- PROVIDED TEXT
────

A $15 Minimum Wage Doesn’t Have to Mean Price Increases
Last week, Seattle approved the nation’s highest minimum wage: $15 an hour, to be phased in over the next seven years. Other major cities, including San Francisco, Chicago, and New York City, are debating similar increases, and President Obama has called for an increase in the federal minimum wage from $7.25 to $10.10 an hour.
A report from the Congressional Budget Office found that boosting the federal minimum wage would provide $5 billion a year more for families living in poverty and $12 billion a year more for families earning from one to three times the poverty threshold.
Opponents of the proposal say it would cost businesses too much, requiring them to raise prices, and ultimately end up reducing total employment by 500,000 workers by the second half of 2016.
But what if there were a way to pay for minimum wage increases without automatically increasing consumer prices?
Now is a good time to look at the hidden costs of recruiting and hiring hourly-wage workers.
First, some background about the hourly jobs market: The 75 million U.S. hourly workers make up about 59 percent of the workforce, forming a key pillar of the economy. The retail and hospitality sectors represent close to one-third of these jobs, and that share is growing. The U.S. Bureau of Labor Statistics forecasts that the retail sector alone is expected to add more than a million jobs in the coming decade, reaching nearly 16 million positions by 2022.
Growing the workforce while significantly increasing wages is a complex challenge for any business, especially when the market served by that business cannot support increased prices. But there are hidden costs that businesses can eliminate with the help of technology to partially offset the cost of wage increases.

────

- DATASET CONTENT
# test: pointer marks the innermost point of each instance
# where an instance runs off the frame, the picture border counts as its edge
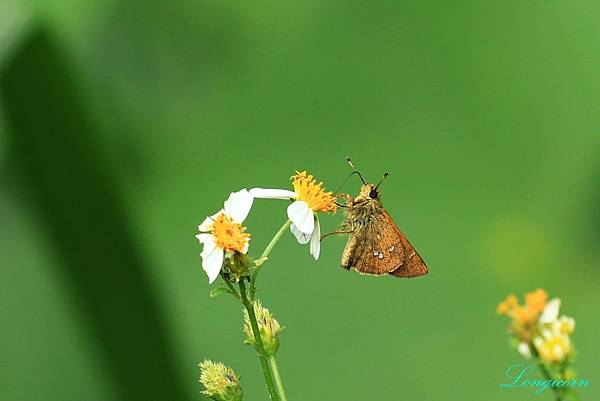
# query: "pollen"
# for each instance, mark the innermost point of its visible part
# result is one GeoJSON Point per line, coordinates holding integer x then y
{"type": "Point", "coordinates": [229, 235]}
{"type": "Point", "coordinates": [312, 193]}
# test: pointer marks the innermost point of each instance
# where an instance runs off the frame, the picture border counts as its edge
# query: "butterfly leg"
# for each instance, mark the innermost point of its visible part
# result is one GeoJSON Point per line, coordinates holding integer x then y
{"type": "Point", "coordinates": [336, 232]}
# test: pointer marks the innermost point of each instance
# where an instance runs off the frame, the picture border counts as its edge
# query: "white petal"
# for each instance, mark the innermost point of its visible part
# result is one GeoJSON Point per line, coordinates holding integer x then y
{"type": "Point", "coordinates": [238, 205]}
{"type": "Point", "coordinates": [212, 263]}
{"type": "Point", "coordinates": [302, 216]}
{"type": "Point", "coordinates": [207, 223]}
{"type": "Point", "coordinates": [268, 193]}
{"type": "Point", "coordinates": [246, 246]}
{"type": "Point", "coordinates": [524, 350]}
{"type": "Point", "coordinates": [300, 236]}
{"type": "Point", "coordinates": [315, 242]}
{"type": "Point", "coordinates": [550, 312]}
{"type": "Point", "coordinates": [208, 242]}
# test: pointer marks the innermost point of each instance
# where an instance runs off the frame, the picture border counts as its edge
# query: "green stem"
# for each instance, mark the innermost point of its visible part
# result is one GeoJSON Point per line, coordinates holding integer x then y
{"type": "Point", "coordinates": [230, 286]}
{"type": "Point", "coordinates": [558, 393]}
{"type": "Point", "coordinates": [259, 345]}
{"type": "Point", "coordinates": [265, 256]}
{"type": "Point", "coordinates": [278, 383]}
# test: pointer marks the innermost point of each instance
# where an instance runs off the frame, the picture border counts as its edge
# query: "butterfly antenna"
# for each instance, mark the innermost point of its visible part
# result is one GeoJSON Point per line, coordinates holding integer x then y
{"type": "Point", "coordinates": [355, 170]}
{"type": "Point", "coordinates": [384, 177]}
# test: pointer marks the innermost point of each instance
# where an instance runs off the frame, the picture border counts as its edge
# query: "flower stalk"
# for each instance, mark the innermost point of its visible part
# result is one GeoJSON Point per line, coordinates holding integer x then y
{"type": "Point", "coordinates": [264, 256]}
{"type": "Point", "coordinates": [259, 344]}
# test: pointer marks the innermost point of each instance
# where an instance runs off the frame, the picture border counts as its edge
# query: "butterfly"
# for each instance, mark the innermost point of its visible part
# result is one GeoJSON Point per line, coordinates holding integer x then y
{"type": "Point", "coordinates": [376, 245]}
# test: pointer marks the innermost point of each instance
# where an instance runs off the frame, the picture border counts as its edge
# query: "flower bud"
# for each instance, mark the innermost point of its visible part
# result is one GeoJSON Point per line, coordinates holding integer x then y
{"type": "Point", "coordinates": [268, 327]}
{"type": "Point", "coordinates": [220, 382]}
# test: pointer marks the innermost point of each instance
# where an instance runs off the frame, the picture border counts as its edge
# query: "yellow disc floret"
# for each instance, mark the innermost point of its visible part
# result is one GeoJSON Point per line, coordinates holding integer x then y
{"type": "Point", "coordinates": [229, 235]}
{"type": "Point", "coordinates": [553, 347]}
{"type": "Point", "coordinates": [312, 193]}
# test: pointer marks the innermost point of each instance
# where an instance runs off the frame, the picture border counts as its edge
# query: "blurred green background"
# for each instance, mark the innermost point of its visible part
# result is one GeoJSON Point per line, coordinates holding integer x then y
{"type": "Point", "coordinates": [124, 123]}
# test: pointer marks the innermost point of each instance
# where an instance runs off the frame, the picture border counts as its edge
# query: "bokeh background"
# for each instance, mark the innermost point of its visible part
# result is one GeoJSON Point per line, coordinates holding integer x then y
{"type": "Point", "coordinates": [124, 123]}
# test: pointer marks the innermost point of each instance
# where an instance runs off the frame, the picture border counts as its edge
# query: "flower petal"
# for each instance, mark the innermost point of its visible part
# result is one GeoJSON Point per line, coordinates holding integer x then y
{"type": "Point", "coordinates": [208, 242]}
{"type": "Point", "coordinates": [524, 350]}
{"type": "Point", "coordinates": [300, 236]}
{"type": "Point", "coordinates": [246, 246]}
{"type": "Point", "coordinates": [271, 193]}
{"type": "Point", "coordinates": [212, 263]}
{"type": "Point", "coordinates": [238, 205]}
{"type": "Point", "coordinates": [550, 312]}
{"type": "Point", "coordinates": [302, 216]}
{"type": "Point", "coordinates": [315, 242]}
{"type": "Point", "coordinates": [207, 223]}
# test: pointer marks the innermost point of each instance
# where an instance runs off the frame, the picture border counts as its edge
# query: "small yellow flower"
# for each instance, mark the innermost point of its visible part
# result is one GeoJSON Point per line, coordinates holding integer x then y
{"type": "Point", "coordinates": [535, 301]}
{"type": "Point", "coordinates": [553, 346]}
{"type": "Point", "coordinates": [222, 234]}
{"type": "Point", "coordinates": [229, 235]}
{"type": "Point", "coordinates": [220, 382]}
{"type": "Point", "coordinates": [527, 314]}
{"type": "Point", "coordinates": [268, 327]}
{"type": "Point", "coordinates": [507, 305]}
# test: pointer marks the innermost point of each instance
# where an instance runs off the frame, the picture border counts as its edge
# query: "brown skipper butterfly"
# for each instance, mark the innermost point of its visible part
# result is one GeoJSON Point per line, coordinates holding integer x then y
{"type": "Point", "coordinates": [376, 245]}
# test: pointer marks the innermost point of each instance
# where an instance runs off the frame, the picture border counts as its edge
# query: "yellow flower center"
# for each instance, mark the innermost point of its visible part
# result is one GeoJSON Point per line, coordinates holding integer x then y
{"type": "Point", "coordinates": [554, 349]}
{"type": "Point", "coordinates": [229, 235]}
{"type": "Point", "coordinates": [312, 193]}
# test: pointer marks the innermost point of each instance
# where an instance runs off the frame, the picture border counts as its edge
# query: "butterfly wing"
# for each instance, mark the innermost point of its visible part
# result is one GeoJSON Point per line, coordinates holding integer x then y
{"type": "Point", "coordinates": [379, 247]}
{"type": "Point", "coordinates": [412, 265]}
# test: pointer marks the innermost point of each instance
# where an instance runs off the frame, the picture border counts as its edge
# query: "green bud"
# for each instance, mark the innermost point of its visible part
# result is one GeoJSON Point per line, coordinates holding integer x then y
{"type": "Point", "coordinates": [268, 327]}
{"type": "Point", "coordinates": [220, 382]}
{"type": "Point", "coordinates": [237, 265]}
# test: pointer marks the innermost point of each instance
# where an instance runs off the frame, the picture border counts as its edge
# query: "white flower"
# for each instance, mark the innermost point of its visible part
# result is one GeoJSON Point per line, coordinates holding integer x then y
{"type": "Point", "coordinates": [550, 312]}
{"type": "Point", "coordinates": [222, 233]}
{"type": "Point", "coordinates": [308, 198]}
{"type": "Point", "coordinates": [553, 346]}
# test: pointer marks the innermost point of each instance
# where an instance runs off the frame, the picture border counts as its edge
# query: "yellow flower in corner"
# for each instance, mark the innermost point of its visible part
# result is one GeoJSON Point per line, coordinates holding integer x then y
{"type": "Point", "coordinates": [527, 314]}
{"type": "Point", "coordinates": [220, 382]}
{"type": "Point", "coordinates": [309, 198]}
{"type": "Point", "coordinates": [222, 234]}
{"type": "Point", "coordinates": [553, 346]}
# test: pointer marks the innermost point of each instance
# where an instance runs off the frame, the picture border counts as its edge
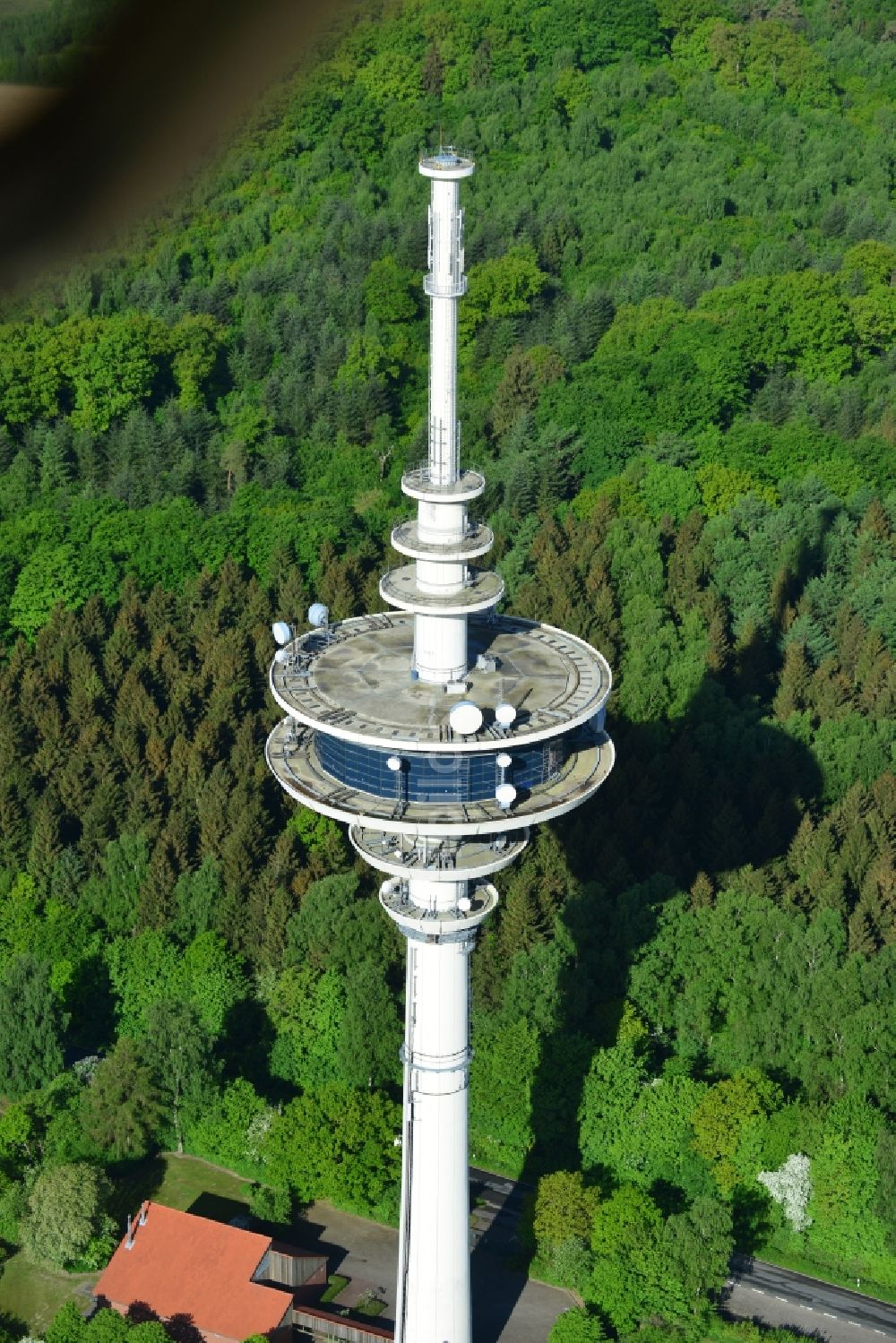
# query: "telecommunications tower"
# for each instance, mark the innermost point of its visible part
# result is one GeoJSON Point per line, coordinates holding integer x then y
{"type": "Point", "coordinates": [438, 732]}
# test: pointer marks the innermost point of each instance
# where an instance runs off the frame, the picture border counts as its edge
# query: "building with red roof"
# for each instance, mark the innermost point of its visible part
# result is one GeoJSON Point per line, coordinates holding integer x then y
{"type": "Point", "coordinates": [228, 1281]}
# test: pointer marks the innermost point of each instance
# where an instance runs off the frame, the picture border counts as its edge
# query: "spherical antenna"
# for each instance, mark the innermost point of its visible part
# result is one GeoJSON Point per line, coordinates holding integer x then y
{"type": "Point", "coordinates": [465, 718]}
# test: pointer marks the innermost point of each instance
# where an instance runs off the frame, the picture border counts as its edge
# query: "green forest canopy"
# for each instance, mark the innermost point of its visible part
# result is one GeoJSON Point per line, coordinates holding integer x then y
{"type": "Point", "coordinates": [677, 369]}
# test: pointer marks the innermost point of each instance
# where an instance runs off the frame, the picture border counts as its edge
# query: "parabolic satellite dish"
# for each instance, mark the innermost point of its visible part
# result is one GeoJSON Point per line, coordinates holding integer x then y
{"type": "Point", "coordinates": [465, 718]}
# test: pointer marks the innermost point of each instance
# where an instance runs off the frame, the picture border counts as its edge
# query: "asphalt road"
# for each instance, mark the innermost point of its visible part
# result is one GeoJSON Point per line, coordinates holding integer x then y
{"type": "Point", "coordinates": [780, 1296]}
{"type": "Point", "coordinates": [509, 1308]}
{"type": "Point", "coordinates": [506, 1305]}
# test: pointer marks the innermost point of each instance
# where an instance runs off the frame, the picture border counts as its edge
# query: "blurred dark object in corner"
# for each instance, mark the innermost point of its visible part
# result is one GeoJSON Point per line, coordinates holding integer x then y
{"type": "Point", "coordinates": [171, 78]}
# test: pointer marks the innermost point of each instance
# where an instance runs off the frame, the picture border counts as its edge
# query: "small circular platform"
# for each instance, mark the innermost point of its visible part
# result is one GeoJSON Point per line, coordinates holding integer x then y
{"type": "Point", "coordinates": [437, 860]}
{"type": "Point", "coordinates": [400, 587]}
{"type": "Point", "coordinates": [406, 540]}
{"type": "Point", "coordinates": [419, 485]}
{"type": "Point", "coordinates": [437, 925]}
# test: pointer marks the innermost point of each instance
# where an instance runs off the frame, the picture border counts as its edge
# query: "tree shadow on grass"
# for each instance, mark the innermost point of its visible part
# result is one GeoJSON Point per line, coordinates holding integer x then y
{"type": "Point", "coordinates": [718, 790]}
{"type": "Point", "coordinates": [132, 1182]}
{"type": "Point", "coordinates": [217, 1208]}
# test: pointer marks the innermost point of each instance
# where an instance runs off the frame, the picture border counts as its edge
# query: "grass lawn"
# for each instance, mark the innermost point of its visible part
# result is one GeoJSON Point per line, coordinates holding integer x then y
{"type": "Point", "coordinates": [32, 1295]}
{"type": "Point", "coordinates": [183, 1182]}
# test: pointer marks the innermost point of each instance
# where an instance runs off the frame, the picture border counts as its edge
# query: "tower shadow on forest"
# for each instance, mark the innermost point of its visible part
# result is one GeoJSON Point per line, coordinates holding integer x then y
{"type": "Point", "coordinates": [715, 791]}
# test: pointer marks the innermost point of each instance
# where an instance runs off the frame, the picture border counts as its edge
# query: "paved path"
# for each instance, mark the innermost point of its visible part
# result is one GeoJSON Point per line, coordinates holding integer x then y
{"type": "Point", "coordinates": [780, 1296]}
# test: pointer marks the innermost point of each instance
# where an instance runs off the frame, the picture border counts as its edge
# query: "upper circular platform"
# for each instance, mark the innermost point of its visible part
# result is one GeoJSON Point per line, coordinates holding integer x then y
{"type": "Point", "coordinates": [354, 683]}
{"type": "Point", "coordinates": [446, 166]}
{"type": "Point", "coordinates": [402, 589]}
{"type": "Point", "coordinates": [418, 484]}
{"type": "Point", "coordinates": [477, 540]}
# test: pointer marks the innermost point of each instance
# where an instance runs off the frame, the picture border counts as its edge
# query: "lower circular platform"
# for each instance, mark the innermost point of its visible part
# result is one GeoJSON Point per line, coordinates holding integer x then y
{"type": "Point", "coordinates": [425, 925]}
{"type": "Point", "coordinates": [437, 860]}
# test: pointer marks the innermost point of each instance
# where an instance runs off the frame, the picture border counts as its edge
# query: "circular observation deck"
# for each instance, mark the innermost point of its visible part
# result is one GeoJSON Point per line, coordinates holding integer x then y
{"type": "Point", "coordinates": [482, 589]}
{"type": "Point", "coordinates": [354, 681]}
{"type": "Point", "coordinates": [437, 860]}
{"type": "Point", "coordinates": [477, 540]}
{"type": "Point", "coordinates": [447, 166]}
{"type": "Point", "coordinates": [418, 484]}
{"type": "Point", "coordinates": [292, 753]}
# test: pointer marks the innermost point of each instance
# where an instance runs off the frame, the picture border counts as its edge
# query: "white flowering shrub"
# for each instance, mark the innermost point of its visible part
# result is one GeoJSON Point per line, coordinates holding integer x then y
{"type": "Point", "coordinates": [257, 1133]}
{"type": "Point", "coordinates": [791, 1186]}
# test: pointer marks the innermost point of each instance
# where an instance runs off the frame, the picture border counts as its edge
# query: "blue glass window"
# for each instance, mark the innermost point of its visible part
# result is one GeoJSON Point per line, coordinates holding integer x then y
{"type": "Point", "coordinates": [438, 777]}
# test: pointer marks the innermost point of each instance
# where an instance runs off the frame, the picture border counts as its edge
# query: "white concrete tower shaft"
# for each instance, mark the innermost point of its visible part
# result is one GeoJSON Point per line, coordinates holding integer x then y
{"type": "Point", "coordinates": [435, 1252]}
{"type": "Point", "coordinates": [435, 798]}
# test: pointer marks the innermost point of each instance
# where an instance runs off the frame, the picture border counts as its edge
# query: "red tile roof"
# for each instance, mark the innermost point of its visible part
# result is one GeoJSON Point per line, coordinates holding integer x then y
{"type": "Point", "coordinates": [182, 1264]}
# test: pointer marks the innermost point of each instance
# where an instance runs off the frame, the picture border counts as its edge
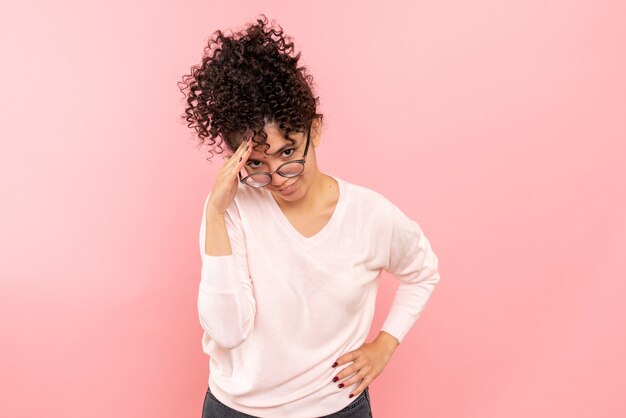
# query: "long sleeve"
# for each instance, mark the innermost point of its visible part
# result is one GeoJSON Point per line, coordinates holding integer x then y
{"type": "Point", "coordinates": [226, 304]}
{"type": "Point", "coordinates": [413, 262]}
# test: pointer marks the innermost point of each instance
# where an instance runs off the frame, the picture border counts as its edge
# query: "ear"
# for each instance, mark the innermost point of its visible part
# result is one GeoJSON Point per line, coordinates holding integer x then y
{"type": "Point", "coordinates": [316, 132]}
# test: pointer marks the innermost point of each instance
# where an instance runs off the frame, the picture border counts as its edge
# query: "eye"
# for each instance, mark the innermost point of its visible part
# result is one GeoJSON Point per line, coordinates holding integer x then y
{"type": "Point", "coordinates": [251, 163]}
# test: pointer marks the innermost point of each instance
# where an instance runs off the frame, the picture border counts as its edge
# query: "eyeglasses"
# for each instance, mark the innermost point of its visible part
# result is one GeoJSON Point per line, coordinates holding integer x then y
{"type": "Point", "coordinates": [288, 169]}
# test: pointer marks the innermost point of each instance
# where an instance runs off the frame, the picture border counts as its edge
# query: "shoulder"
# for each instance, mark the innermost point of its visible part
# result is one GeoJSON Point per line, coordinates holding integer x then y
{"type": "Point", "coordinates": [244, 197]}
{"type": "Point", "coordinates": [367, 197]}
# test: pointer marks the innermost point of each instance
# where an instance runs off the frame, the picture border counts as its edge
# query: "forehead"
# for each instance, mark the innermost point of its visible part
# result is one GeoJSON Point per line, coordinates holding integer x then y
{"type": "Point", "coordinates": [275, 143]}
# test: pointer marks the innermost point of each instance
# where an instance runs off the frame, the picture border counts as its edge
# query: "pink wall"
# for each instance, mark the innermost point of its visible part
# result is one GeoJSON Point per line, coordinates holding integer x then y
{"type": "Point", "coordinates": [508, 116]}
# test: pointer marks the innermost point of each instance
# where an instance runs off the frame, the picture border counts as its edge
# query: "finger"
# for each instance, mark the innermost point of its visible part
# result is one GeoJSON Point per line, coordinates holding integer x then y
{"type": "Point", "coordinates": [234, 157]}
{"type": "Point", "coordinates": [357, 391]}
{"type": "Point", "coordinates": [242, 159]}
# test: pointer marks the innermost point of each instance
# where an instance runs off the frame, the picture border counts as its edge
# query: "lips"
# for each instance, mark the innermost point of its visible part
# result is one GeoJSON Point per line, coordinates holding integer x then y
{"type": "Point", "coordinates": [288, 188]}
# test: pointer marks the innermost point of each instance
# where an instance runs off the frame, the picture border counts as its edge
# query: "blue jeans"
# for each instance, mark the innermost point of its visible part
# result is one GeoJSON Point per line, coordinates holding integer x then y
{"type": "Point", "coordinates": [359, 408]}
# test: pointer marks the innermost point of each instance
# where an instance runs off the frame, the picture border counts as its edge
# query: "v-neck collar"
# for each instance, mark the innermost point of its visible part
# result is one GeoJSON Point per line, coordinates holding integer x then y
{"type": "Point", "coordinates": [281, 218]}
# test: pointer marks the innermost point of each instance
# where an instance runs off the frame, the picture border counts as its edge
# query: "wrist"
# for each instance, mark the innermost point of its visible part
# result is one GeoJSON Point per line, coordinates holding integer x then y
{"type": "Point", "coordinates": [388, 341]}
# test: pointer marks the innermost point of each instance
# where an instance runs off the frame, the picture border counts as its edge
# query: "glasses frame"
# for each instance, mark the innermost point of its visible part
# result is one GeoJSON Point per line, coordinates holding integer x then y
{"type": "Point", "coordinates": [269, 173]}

────

- TO DO
A) Using the minimum wage article, decide whether each statement agrees with it. Answer yes or no for each, and quote the words that decide it.
(i) Seattle's $15 minimum wage is to be phased in over five years.
(ii) Retail and hospitality account for close to one-third of U.S. hourly jobs.
(iii) President Obama called for raising the federal minimum wage to $10.10 an hour.
B) Answer these questions from the minimum wage article:
(i) How many hourly workers are there in the U.S.?
(ii) By how many workers do opponents say total employment would fall by the second half of 2016?
(iii) How many retail positions does the Bureau of Labor Statistics expect by 2022?
C) Write the next part of the minimum wage article, beginning immediately after its final sentence.

- ANSWERS TO THE EXERCISES
A)
(i) No: "to be phased in over the next seven years"
(ii) Yes: "The retail and hospitality sectors represent close to one-third of these jobs"
(iii) Yes: "President Obama has called for an increase in the federal minimum wage from $7.25 to $10.10 an hour"

B)
(i) 75 million
(ii) 500,000
(iii) Nearly 16 million

C)
Hourly employees are arguably the face of most businesses, and yet they represent the most challenging labor segment in terms of recruitment costs, constant turnover, and unplanned absences. Various research studies estimate that the cost of hiring a new or replacement hourly worker is 30 to50 percent of the worker’s annual wages.
The Aberdeen Group has estimated that average turnover can range from more than 50 percent for line-level hotel and motel employees, to 104 percent for specialty stores, to more than 200 percent annually in fast-food chains. The dual impact of attrition and economic growth means that employers in the United States need to make over 50 million hires every year in the hourly jobs sector.
With such a large number of hires per year, inefficiencies in the recruitment process add up. Businesses devote more than one billion hours a year to processing close to a billion job applications at a cost of more than $30 billion. These inefficiencies also result in unnecessary delays for job seekers.
There are several underlying causes for this. One big one is a disconnect between how employers and job seekers use technology. While 70 percent of the hourly wage workforce prefers to use mobile devices, less than 20% of employers are truly ready for mobile job applications.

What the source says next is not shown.